*** Begin section ***
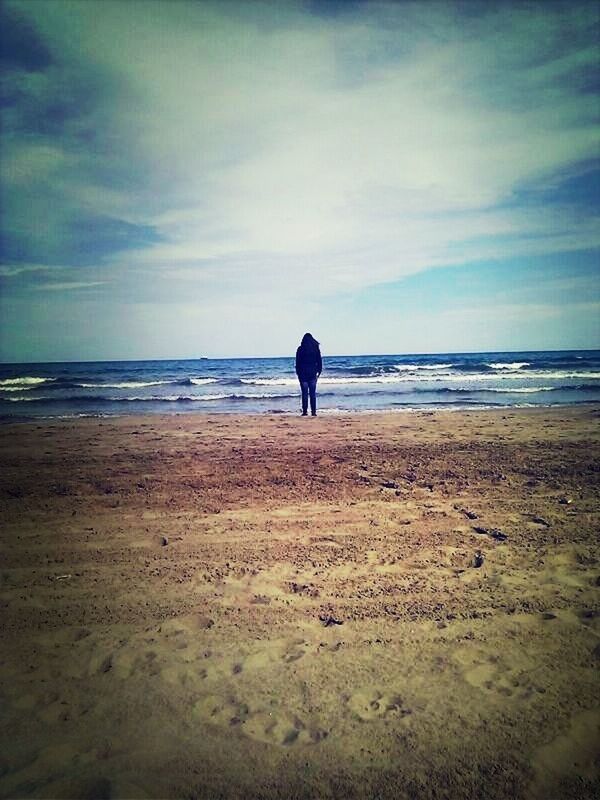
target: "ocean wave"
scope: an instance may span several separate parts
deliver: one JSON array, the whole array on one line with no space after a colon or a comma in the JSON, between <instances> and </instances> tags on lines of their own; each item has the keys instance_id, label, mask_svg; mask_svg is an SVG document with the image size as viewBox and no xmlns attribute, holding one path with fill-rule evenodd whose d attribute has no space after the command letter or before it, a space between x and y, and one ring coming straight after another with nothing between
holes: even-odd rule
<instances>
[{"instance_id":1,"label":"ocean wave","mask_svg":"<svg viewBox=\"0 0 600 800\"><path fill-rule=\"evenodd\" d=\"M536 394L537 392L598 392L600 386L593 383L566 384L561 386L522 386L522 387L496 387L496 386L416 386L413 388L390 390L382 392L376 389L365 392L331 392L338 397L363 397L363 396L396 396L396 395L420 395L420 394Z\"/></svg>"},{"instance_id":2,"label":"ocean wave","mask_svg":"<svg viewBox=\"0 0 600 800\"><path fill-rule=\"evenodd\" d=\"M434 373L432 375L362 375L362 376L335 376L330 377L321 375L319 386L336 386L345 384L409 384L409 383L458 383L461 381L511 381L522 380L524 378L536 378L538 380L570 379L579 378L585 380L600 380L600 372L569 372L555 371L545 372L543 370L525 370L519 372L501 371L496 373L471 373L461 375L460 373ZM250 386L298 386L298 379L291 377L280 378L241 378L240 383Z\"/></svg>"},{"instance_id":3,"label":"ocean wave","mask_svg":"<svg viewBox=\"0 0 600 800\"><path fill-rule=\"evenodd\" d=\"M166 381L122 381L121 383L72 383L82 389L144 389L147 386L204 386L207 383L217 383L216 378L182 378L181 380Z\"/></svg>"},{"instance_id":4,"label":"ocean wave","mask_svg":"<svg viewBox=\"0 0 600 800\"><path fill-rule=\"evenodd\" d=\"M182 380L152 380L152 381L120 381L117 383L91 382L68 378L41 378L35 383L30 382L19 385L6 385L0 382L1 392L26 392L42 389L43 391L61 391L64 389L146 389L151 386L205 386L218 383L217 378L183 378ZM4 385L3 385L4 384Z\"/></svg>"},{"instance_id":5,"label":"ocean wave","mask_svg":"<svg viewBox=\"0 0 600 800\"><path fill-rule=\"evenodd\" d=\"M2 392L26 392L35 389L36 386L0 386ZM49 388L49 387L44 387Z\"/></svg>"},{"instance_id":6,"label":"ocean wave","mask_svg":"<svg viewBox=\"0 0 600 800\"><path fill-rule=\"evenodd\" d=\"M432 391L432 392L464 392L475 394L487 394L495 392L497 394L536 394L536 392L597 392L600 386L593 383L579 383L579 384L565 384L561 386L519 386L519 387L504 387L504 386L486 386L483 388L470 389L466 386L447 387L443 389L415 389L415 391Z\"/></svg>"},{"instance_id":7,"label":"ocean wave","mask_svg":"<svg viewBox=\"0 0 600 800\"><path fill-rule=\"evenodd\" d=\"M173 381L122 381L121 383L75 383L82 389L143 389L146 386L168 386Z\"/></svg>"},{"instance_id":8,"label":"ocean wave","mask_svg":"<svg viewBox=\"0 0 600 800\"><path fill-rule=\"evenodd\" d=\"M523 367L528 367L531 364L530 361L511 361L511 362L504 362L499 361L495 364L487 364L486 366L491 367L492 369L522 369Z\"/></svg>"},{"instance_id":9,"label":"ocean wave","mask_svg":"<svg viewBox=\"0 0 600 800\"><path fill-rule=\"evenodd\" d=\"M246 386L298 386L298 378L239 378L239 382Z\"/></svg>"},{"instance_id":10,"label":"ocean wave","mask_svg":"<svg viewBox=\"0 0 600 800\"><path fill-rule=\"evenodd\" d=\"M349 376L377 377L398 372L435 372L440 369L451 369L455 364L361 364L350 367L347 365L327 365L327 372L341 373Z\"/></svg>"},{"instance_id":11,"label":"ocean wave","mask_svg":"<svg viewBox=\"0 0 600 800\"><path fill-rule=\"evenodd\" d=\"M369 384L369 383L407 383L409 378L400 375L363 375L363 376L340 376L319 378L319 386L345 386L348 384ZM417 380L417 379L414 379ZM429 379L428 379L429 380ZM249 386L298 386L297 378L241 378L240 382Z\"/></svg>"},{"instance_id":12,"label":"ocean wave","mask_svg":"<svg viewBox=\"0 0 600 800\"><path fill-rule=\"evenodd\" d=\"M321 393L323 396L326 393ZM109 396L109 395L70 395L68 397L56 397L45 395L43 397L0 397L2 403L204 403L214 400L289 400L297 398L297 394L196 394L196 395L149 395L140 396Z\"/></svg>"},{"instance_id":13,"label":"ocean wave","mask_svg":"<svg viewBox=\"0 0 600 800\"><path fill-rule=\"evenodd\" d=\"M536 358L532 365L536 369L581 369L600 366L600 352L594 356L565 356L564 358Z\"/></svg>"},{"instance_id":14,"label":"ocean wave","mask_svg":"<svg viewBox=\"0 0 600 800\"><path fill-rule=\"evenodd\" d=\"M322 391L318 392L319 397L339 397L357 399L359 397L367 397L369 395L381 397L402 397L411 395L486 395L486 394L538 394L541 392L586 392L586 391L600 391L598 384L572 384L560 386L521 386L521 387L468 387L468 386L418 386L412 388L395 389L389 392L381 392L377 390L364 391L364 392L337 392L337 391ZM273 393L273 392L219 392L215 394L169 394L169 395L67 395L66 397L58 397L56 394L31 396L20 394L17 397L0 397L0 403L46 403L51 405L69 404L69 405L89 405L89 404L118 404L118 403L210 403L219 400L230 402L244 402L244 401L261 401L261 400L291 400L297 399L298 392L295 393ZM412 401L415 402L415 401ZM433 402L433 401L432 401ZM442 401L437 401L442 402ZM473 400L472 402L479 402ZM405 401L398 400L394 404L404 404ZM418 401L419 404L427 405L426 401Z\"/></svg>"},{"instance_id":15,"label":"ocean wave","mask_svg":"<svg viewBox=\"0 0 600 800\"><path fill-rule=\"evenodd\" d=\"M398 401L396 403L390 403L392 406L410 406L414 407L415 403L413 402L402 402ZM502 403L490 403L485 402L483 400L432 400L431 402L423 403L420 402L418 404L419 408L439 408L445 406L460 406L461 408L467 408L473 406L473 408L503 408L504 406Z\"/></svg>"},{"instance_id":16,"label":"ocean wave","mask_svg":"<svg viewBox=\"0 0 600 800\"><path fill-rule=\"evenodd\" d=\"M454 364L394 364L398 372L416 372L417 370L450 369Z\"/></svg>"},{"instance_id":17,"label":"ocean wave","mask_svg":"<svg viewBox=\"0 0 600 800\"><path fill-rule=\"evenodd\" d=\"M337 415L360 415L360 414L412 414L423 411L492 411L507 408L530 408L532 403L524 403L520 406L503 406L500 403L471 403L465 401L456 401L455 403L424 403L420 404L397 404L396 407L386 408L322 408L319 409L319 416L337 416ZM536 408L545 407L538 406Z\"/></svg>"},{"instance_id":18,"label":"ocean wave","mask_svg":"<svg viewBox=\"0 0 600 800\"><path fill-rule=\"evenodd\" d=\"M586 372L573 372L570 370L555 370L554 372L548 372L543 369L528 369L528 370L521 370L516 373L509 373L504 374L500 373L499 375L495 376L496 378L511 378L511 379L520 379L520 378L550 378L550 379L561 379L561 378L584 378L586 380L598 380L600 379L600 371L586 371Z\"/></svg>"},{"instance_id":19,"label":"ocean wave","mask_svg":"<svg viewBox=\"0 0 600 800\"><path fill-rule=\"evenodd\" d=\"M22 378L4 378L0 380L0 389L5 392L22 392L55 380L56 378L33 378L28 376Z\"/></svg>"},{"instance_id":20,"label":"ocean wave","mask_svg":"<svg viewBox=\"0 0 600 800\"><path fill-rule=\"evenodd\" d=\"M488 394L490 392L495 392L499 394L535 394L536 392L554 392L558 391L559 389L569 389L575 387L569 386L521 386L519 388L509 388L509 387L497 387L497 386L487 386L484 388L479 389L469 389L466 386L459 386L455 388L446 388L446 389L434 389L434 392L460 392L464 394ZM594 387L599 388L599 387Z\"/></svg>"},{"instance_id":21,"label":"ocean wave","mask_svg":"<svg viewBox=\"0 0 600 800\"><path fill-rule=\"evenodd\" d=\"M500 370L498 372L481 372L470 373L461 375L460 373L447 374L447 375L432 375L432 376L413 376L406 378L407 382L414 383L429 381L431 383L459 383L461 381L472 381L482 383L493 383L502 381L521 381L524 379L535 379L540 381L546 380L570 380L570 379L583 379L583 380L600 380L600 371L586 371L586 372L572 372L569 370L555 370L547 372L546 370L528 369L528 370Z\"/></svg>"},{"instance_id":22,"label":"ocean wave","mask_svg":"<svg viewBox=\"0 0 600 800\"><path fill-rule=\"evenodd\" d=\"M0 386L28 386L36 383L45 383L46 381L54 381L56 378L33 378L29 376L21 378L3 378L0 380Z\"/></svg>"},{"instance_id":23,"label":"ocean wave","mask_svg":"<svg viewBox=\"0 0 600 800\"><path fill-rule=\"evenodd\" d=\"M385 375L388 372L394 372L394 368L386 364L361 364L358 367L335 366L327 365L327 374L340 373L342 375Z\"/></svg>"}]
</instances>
*** End section ***
*** Begin section ***
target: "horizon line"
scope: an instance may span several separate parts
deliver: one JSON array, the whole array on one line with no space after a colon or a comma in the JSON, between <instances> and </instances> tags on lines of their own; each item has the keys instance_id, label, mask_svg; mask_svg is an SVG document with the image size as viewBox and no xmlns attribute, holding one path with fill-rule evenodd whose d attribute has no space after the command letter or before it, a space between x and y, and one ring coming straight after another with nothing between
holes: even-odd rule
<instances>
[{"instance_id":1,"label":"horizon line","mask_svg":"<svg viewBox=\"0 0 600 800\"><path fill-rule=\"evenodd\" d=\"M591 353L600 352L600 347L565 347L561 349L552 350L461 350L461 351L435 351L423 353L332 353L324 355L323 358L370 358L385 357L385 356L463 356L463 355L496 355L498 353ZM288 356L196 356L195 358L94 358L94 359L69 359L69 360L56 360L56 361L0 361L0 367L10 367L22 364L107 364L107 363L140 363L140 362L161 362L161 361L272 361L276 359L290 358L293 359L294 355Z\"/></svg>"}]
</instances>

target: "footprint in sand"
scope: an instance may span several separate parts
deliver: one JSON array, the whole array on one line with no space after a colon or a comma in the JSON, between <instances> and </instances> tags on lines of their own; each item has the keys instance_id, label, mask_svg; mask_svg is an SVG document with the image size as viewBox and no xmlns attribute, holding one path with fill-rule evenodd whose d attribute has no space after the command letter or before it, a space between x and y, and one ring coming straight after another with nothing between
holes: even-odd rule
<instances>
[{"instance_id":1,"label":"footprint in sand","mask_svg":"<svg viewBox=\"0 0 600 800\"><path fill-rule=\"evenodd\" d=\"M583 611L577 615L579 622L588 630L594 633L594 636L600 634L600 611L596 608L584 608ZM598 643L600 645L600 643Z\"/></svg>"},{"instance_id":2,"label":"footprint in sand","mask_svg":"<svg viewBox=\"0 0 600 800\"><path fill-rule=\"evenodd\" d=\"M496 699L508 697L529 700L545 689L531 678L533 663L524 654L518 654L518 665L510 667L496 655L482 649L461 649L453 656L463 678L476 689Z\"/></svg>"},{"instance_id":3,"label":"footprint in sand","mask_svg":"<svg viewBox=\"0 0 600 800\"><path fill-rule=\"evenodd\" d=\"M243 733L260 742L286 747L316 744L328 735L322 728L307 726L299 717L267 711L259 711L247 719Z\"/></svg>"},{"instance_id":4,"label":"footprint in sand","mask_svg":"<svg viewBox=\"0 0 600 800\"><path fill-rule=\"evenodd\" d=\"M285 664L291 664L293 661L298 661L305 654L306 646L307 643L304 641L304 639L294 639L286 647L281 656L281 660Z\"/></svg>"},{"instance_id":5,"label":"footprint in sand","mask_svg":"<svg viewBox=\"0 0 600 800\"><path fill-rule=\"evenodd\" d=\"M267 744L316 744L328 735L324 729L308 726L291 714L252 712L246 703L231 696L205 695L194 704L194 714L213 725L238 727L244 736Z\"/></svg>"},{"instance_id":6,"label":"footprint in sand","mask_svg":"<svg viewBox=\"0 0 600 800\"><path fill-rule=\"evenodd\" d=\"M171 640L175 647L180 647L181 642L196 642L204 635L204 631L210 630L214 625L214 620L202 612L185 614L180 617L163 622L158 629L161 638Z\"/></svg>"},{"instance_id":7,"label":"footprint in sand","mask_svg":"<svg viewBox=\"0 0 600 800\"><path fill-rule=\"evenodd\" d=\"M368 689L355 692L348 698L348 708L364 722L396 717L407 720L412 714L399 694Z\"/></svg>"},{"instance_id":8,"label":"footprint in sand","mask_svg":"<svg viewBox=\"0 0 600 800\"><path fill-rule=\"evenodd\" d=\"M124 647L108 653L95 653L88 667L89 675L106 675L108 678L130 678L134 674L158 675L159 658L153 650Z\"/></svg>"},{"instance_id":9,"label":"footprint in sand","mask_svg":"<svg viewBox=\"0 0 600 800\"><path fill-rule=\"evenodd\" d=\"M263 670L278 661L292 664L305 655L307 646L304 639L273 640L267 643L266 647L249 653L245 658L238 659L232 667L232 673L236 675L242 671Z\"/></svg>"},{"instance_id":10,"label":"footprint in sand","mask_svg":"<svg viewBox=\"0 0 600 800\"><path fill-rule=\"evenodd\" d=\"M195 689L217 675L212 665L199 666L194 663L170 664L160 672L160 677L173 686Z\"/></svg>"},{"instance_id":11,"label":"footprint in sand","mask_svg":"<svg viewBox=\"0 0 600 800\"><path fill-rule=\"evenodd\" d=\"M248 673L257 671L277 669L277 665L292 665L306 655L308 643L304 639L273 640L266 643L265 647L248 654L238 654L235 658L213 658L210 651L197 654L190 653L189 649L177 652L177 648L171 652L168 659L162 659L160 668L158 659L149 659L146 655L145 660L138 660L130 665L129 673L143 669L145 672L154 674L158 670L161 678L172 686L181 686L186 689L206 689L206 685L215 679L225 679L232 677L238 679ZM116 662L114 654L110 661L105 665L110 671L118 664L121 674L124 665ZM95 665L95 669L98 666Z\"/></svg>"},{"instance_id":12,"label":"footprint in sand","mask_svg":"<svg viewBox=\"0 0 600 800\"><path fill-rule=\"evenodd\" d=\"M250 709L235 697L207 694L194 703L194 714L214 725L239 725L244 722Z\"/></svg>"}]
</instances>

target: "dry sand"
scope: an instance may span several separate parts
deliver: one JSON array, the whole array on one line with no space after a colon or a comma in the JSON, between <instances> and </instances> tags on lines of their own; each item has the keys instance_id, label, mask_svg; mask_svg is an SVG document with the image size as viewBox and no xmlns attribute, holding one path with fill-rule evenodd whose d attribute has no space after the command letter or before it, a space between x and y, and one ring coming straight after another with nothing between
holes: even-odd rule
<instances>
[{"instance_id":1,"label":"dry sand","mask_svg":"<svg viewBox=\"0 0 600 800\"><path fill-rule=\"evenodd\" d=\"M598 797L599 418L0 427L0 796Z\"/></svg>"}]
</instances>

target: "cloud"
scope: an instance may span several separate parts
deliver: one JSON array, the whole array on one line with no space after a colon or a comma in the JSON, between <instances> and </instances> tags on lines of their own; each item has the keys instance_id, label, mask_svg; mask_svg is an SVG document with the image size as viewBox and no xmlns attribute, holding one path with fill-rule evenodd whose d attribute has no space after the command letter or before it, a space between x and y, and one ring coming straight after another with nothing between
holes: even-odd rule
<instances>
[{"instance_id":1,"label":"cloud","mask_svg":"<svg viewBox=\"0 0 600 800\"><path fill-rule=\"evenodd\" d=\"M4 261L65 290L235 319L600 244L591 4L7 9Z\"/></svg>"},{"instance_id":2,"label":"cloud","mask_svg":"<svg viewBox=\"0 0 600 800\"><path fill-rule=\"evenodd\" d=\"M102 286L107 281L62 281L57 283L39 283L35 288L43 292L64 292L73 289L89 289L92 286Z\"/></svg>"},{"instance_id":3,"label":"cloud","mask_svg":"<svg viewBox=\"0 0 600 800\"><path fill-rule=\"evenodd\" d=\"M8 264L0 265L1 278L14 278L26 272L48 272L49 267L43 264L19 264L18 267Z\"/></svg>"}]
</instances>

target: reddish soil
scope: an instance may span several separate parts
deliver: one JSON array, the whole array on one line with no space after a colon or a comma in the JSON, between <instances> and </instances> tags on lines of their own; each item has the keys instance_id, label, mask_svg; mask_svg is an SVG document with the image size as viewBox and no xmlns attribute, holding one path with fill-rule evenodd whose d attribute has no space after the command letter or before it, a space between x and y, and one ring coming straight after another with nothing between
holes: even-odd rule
*** End section ***
__WORK TASK__
Reproduce each line of the entries in which the word "target" is found.

__WRITTEN SOLUTION__
target: "ocean wave"
target: "horizon line"
target: "footprint in sand"
target: "dry sand"
target: "cloud"
target: reddish soil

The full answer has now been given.